## GIVEN REQUEST
Copy each of the following items word for word, with no changes.
## BEGIN DATASET RECORDS
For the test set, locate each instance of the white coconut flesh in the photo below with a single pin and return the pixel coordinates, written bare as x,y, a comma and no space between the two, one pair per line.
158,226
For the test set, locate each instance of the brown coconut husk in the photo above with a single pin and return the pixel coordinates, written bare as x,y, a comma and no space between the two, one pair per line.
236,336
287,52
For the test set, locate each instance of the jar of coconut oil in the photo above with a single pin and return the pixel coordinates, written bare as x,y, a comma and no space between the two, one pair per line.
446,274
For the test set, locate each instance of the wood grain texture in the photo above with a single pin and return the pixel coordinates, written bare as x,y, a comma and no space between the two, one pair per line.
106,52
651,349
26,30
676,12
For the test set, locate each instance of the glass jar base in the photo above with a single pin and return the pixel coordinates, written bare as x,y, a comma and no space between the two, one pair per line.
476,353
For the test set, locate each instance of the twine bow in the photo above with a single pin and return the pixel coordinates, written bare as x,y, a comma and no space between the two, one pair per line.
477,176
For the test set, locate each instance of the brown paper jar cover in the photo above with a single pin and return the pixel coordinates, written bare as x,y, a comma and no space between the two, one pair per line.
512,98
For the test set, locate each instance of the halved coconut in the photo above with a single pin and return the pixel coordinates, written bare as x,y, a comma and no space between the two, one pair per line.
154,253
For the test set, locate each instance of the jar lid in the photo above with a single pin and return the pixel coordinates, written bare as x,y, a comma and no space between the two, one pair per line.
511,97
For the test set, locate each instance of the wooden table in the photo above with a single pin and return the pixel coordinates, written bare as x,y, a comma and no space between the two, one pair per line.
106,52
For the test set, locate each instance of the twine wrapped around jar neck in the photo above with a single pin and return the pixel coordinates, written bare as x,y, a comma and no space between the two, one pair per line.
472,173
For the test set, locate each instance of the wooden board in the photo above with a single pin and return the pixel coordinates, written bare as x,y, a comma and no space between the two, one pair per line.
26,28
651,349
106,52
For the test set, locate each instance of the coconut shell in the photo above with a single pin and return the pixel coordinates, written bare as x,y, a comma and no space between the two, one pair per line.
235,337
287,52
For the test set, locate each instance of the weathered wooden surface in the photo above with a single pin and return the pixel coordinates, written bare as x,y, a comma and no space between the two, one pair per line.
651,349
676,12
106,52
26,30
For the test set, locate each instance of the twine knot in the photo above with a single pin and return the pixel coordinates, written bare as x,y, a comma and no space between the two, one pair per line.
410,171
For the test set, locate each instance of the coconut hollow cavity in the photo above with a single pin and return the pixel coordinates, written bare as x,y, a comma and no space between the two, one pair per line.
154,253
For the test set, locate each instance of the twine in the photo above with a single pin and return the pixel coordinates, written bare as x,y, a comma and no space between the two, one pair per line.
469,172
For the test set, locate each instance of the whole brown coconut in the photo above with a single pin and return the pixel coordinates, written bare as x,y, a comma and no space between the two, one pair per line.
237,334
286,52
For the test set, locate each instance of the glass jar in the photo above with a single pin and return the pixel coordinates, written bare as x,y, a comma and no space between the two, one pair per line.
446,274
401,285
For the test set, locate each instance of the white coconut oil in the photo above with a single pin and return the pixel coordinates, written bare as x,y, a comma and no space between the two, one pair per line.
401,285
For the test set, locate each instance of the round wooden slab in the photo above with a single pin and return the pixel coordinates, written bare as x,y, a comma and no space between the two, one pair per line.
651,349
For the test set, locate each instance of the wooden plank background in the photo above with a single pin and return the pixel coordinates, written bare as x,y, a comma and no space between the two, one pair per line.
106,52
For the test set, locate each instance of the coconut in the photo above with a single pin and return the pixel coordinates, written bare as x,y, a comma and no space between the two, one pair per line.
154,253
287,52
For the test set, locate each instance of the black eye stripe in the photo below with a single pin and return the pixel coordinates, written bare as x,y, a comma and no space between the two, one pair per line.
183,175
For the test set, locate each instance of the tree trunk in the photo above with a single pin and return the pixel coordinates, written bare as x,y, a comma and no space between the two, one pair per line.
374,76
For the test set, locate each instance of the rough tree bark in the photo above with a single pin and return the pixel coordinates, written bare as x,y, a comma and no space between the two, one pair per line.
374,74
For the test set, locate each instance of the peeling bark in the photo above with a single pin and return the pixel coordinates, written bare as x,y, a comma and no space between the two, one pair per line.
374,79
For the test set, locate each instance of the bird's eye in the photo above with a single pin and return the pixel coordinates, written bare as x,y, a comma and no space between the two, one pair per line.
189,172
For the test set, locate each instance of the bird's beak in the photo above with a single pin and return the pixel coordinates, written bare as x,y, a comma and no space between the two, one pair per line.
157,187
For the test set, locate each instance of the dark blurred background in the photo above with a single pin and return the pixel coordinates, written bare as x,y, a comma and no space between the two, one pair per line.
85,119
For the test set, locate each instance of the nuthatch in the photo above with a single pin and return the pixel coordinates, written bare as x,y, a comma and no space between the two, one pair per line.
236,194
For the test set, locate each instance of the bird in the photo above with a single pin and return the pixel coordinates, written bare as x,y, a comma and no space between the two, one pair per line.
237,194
## END DATASET RECORDS
## WORKED ANSWER
For the test set, locate each instance of the white coconut flesh in the photo below with a single pin and return the pixel coordinates, written bare as x,y, a comma and no space between the two, one pair per line.
158,226
For the test set, locate each instance of the brown coconut husk in the photo above with a single pin and return the pixel coordinates, written bare as x,y, a comma and no space between the two, one pair per line.
236,336
287,52
For the test set, locate each instance of the jar of coconut oil in the photo above with a single pin and return the pixel coordinates, written bare as x,y, a comma and no space between the two, one pair per line.
446,274
For the test set, locate each instance of the wood grain texture in the photo above with a single pin and return the pixel coordinates, written bare as x,y, a comma and no space between the two, one pair per line.
106,52
651,349
26,30
676,12
For the test set, locate each instance of the glass jar base in the photo above with a single pin and return the pixel coordinates, written bare as x,y, a comma and no space between the two, one pair per line.
476,353
For the test set, locate each instance of the twine bow in the photo above with a single pin and return the pixel coordinates, written bare as x,y, a comma and no space between the two, one pair per line.
477,176
For the test set, locate each instance of the brown paper jar cover in the photo above with a single pin and return the pixel coordinates, written bare as x,y, a comma and no space between the two, one pair per line.
512,98
For the test set, locate each instance of the halved coconut in the photo above with a single pin and return the pixel coordinates, written bare as x,y, a comma and no space between the two, one pair per line.
154,253
For the test set, locate each instance of the jar lid in the photo above with a single pin and return the pixel coordinates, written bare as x,y, a comma and no space between the two, one pair per line.
511,97
For the test set, locate each instance of the wooden table in the photo above with a single pin and return the pixel coordinates, written bare as x,y, a comma and no space between the two, one pair per line.
106,52
For the test set, locate each instance of the twine wrapped around jar neck in the photo above with a single pin and return the pixel coordinates, written bare as x,y, a comma and no space between the two, one pair per line.
472,173
For the test set, locate each instance of the wooden board in the photo above with a single pin and return the pixel coordinates, written bare as x,y, a comma and no space between the two, one pair per line.
26,28
651,349
106,52
For the test set, locate each instance of the coconut shell in the photo above with a single pin and return the pixel coordinates, written bare as x,y, a comma and no space between the two, one pair per line.
235,337
287,52
For the test set, locate each instance of the weathered wooden surface in the photo above with a single pin and return the pixel coordinates, written bare as x,y, a comma and no space between the two, one pair per line.
651,349
676,12
106,52
26,30
For the test set, locate each instance of the twine knot in the photo above with a single pin and return the pixel coordinates, written bare as x,y, a comma and no space between the two, one pair per line.
410,171
For the test set, locate each instance of the coconut hollow cavity in the photo above with a single pin and return the pixel coordinates, written bare as x,y, a comma and no space between the two, one pair per line.
154,253
For the test set, locate each instance of the twine in the photo above with a single pin and return the pixel coordinates, written bare as x,y, a comma and no space between the two, one pair per line.
469,172
For the test set, locate each instance of the whole brown coconut in the photo above with a single pin and return the pixel coordinates, written bare as x,y, a comma and no space between the two, one pair per line.
237,334
286,52
For the test set, locate each instance of the glass jar in the photo above with a single pin and return the pixel coordinates, written bare as x,y, a comma and no space between the two, one pair per line.
446,274
401,285
For the test set, locate each instance of the white coconut oil in the photo above with a single pin and return the pixel coordinates, written bare as x,y, a comma and no space between the two, one pair per line.
401,285
For the test set, locate each instance of the round wooden slab in the photo above with a single pin and return the pixel coordinates, written bare as x,y, a comma and no space between the two, one pair per line.
651,349
For the test set, locate each instance of the wooden plank background in the photo above with a single pin and return the pixel coordinates, written bare as x,y, a comma and no space between the two, one pair per line.
106,52
For the test set, locate each instance of the coconut in the photo above with a single pin and return the pixel coordinates, written bare as x,y, a comma and no space between the two, one pair per line.
154,253
287,52
For the test set, locate each instance of the black eye stripe in the photo below with a single pin and return the pixel coordinates, written bare as x,y, a comma and no space between the two, one pair per line.
183,175
For the test set, locate each instance of the tree trunk in the photo above with a single pin and return the pixel coordinates, written bare as x,y, a comma and no space between the two, one pair per line.
374,76
For the test set, locate each instance of the rough tree bark in the photo above with a single pin and return the pixel coordinates, written bare as x,y, a comma and no space between the two, one pair per line.
374,74
For the test set, locate each instance of the peeling bark in the photo above with a single pin and return the pixel coordinates, written bare as x,y, a comma and no space between the two, one pair per line.
374,79
For the test set, locate each instance of the bird's eye in the photo above with a single pin and return the pixel coordinates, written bare as x,y, a comma and no space between the two, one pair per line.
189,172
For the test set, locate each instance of the bird's beak in the photo above with a single pin and return the pixel coordinates, written bare as x,y, a comma and no space between the two, one pair per line.
157,187
For the test set, locate each instance of the dark blurred background in the photo above with a single pin and return the pixel coordinates, written bare as x,y, a comma and no space between the two, one pair per line.
85,119
For the test set, locate each instance of the nuthatch in the photo above with a single pin and return the pixel coordinates, written bare as x,y, a comma and no space between the two, one pair per line.
236,194
For the test set, locate each instance of the bird in the photo above with a single pin and return the pixel coordinates, written bare as x,y, a comma and no space between the two, one pair per line.
237,194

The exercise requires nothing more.